In a surreal moment destined for Oscar history, the best picture winner was mistakenly announced at the Academy Awards, with La La Land seemingly awarded the honour before Moonlight was ultimately confirmed as the real choice.

Moonlight, Viola Davis score Oscar wins a year after diversity controversy

Huge Oscar mix-up: wrong best picture announced

8 years ago
Duration 2:49
Presenters Beatty and Dunaway given incorrect envelope by mistake

In a surreal moment destined for Oscar history, the best picture winner was mistakenly announced at the Academy Awards, with La La Land seemingly awarded the honour before Moonlight was ultimately confirmed as the real choice.

In an unprecedented mix-up, veteran actors Warren Beatty and Faye Dunaway announced La La Land as the winner, but midway through the acceptance speech, La La Land producer Jordan Horowitz sparked momentary chaos and stunned disbelief when he revealed it was really coming-of-age drama Moonlight that took the prize.

----

## Problem A
In the Oscar mix-up article, replace "mix-up" with "blunder" in the text between "Huge Oscar mix-up: wrong" and "took the prize.", inclusive, and reproduce that stretch.
## Problem B
In the Oscar mix-up article, who revealed during the acceptance speech that Moonlight had really won?
## Problem C
Continue the Oscar mix-up article after its final sentence.

----

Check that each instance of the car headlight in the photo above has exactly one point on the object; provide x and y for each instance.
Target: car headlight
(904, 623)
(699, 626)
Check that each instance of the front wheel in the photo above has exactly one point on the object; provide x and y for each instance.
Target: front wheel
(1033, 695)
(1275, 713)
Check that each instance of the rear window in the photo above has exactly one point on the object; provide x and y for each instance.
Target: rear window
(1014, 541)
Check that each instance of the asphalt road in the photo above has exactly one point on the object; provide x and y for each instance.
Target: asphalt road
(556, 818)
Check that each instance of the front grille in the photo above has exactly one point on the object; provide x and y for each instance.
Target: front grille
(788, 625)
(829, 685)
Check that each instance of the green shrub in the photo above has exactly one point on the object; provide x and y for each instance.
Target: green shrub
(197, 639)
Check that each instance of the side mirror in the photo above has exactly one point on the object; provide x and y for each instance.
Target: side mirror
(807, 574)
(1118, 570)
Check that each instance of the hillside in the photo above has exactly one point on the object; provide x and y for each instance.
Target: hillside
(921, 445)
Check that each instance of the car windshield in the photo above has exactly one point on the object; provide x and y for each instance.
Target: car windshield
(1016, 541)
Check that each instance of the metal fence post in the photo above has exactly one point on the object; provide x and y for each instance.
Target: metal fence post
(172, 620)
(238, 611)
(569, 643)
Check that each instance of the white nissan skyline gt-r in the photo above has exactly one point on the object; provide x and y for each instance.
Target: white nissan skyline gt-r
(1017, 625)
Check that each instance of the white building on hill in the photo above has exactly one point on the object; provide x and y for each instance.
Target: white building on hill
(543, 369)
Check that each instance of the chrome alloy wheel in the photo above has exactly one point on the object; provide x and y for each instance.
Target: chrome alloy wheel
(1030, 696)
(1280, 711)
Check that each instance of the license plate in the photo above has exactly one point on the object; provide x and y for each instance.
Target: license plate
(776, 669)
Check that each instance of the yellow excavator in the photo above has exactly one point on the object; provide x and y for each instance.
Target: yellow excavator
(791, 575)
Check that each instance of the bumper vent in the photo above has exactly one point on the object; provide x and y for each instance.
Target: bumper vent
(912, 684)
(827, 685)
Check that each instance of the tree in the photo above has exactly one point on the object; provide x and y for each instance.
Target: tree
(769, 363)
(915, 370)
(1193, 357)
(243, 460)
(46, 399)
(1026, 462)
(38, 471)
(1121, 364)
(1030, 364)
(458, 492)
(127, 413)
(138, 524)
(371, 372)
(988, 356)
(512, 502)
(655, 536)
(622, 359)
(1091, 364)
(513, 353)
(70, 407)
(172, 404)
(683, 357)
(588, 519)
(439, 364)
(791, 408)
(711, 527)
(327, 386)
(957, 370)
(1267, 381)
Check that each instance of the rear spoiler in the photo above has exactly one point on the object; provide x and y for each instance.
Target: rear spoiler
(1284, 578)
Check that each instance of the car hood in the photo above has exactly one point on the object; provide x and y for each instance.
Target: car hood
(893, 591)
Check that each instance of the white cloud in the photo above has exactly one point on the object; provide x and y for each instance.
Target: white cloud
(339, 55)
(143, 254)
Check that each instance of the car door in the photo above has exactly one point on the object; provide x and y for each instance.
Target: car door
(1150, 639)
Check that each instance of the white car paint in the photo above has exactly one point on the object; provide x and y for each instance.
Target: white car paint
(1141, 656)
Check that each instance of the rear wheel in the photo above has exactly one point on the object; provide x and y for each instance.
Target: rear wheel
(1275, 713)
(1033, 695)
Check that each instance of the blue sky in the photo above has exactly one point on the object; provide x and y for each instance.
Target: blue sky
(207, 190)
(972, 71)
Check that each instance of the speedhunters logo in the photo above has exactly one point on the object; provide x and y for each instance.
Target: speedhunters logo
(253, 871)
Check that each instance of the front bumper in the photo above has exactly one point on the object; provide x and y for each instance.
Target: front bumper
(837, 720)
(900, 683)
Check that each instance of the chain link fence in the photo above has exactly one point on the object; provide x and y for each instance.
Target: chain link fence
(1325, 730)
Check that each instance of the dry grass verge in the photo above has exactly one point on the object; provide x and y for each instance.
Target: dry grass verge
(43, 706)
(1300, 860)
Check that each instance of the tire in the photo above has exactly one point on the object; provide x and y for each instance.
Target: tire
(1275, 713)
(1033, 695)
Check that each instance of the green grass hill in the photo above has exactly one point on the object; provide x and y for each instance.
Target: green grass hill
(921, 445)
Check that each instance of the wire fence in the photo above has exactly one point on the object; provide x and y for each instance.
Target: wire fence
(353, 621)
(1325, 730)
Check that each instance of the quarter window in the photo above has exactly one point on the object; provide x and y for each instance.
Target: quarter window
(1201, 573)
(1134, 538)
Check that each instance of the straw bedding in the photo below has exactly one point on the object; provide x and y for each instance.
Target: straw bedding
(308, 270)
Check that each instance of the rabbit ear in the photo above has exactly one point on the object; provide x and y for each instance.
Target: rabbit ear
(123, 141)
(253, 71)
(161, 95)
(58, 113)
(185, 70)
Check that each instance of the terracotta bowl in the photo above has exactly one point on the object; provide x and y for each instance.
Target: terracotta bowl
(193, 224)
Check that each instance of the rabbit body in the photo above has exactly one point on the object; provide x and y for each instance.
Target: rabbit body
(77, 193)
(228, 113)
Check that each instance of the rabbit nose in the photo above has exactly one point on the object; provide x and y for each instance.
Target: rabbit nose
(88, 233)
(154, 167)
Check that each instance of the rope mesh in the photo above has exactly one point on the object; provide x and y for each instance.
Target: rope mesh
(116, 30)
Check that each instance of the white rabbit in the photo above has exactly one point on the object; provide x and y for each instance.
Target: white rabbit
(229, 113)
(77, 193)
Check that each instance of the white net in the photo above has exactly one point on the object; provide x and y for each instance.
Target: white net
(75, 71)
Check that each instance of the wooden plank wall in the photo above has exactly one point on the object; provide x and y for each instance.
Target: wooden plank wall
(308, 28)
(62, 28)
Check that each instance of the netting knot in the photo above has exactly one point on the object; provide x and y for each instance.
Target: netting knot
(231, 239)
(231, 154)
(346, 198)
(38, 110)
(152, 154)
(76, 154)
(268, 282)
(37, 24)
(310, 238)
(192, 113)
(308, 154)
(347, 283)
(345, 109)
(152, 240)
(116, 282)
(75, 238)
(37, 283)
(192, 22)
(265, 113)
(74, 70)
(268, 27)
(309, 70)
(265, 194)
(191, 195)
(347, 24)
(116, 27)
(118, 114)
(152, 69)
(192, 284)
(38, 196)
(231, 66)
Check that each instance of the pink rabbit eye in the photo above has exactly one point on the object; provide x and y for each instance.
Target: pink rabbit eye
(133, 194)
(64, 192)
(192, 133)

----

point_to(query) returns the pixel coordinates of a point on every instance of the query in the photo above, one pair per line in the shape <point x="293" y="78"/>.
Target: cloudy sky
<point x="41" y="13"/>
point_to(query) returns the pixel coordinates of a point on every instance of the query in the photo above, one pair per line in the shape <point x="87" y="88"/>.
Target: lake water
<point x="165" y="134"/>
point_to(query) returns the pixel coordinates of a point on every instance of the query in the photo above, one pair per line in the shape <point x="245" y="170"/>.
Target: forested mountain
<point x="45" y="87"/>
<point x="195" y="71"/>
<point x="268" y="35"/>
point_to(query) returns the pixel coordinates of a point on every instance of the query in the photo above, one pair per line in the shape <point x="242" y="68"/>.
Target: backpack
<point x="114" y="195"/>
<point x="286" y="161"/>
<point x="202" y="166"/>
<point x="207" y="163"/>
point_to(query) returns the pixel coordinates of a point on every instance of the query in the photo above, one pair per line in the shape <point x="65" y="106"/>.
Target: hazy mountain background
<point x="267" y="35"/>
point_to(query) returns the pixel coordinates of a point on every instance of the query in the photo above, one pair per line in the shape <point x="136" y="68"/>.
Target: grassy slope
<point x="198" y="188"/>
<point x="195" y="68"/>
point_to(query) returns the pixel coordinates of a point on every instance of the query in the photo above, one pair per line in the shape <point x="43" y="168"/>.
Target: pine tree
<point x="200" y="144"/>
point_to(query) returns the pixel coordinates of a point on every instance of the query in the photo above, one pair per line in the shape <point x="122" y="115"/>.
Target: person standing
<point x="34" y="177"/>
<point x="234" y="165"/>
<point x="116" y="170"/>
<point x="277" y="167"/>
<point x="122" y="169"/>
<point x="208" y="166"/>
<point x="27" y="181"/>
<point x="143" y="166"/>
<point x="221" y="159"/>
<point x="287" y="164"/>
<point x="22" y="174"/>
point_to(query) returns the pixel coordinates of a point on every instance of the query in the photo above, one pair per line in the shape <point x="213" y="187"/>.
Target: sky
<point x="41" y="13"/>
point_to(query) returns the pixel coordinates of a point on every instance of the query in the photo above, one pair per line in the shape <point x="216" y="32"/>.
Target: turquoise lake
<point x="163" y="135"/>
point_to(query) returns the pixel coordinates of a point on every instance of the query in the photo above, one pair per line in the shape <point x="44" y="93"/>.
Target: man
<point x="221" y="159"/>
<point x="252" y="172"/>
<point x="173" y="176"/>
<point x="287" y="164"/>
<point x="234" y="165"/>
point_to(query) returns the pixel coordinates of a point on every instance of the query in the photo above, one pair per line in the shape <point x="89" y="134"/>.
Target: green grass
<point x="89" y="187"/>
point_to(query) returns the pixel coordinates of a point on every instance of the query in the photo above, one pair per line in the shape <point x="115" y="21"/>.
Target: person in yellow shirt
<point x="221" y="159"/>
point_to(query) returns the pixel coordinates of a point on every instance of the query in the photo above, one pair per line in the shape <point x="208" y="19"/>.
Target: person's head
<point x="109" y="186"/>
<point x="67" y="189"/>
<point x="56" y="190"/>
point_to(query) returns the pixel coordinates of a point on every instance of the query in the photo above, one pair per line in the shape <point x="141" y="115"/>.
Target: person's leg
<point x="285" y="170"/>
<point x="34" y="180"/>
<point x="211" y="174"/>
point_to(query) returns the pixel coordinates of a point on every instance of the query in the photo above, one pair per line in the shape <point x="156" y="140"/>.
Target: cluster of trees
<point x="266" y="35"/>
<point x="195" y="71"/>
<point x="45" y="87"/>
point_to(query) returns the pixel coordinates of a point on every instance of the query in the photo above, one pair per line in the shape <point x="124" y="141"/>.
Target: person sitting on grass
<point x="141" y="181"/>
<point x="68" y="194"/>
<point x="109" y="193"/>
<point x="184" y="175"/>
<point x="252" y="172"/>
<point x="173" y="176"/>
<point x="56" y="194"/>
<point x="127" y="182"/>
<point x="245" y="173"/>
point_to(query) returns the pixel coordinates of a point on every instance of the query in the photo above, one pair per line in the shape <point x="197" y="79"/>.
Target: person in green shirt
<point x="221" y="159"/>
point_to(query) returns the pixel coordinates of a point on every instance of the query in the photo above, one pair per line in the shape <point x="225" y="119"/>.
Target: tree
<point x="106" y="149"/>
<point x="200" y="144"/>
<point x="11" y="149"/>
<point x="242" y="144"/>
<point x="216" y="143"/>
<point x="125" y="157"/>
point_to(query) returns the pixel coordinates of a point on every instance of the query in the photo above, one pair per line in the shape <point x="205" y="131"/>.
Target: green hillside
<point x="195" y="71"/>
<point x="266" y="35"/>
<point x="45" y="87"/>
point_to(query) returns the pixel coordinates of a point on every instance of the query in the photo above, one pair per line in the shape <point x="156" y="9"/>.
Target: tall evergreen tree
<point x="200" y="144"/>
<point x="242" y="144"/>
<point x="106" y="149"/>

----

## Written reply A
Huge Oscar blunder: wrong best picture announced

8 years ago
Duration 2:49
Presenters Beatty and Dunaway given incorrect envelope by mistake

In a surreal moment destined for Oscar history, the best picture winner was mistakenly announced at the Academy Awards, with La La Land seemingly awarded the honour before Moonlight was ultimately confirmed as the real choice.

In an unprecedented blunder, veteran actors Warren Beatty and Faye Dunaway announced La La Land as the winner, but midway through the acceptance speech, La La Land producer Jordan Horowitz sparked momentary chaos and stunned disbelief when he revealed it was really coming-of-age drama Moonlight that took the prize.

## Written reply B
La La Land producer Jordan Horowitz.

## Written reply C
Beatty and host Jimmy Kimmel returned to the stage to confirm and try to explain. Beatty, who had paused during the revelation, said the envelope had contained the name of best actress winner Emma Stone from La La Land. Dunaway, who thought Beatty was taking too long, read out the name of the film. 

Director Barry Jenkins and the cast and crew of Moonlight accept the Best Picture award onstage during the 89th Annual Academy Awards at Hollywood & Highland Center on Sunday. (Kevin Winter/Getty Images)

The accounting firm PwC, formerly known as PricewaterhouseCoopers, has handled Oscar balloting for decades. PwC sent out a statement apologizing for the error, saying the presenters were "given the wrong category envelope," while promising an investigation.

"We appreciate the grace with which the nominees and Jimmy Kimmel handled the situation," the statement read.

Moonlight director Barry Jenkins and his team ascended to the stage looking startled after Horowitz's revelation.   

"Even in my dreams this cannot be true," Jenkins said.

The acclaimed three-act tale of a poor, young black man struggling with his identity and sexuality, also won for best adapted screenplay and best supporting actor Mahershala Ali.

Ali landed the first Oscar of the night for his widely praised turn as a drug dealer-turned-father figure to the film's central character and earned a standing ovation from the Los Angeles crowd. 

In his speech, he paid tribute to the teachers who told him: it's not about you. It's about these characters. You are a servant. You're in service to these characters and these stories."

Best Actress winner Emma Stone is congratulated by Leonardo DiCaprio as she accepts her award for La La Land. (Lucy Nicholson/Reuters)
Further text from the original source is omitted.